*** Kayıt Kümesi ***
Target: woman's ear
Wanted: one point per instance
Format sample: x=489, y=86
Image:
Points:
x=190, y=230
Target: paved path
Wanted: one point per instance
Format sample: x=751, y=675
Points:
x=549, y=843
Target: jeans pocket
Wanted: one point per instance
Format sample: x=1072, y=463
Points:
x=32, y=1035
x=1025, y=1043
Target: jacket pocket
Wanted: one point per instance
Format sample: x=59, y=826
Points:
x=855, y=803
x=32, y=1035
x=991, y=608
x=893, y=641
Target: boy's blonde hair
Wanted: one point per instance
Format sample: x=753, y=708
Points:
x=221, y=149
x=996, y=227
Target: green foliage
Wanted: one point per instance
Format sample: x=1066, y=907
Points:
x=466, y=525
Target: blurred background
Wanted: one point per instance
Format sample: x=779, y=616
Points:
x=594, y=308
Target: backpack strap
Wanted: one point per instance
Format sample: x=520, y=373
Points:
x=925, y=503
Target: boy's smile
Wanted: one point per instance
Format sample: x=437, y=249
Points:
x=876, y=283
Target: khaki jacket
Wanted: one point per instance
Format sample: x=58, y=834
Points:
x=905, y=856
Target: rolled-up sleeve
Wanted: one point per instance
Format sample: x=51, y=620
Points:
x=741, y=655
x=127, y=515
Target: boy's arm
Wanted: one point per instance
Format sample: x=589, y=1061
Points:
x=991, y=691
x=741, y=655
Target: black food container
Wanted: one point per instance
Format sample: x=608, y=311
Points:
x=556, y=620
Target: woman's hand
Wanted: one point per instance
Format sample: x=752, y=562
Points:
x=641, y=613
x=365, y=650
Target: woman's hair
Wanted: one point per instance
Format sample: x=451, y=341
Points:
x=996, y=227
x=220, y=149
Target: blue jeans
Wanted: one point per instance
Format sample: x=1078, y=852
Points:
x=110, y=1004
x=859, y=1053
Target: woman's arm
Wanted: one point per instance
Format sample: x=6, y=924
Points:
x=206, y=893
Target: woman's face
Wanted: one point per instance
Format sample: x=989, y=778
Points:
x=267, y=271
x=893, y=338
***
# Uygulama
Yukarıdaki kayıtların hepsini yeniden yazın. "Wanted" ifadesinin yerine her geçtiği yerde "Required" getirin, başka hiçbir şeyi değiştirmeyin.

# Tamamlanan Görev
Target: woman's ear
Required: one point per instance
Format sample: x=489, y=86
Image:
Points:
x=190, y=230
Target: paved path
Required: one point per instance
Format sample: x=751, y=675
Points:
x=549, y=843
Target: jeans pocket
Required: one point per instance
Format sample: x=1072, y=463
Points:
x=32, y=1035
x=1025, y=1043
Target: jacket pocket
Required: one point per instance
Format sample: x=59, y=826
Points:
x=855, y=803
x=32, y=1035
x=991, y=608
x=893, y=641
Target: boy's blonde hair
Required: one point per instance
Format sample: x=753, y=708
Points:
x=221, y=149
x=996, y=227
Target: green foliage
Required: one point per instance
Format sample: x=1066, y=907
Points:
x=466, y=525
Target: blurred background
Required: one point per instance
Format sample: x=779, y=616
Points:
x=594, y=308
Target: backpack strap
Required: one point per instance
Format sample: x=520, y=373
Points:
x=925, y=503
Target: boy's smile
Required: one point per instance
Format sample: x=437, y=249
Points:
x=876, y=283
Target: khaki jacket
Required: one point per instance
Format sample: x=58, y=834
Points:
x=905, y=856
Target: rolled-up sleeve
Required: one point per instance
Format sample: x=51, y=620
Points:
x=741, y=655
x=127, y=515
Target: boy's arm
Required: one point per instance
Format sample: x=589, y=1061
Points:
x=991, y=691
x=741, y=655
Target: black food container
Required: one point per instance
Format sample: x=608, y=311
Points:
x=556, y=620
Target: woman's hand
Required: one point per instance
Format sample: x=752, y=562
Points:
x=641, y=613
x=365, y=650
Target: woman's hair
Required: one point per instance
Format sample: x=451, y=341
Points:
x=996, y=227
x=220, y=149
Target: blue jeans
Required: one point per instance
Format sample: x=1078, y=852
Points:
x=110, y=1004
x=859, y=1053
Target: woman's arm
Required: one point per instance
Format sample: x=6, y=924
Points:
x=206, y=893
Target: woman's face
Required: one point per instance
Format sample: x=989, y=778
Points:
x=267, y=271
x=893, y=338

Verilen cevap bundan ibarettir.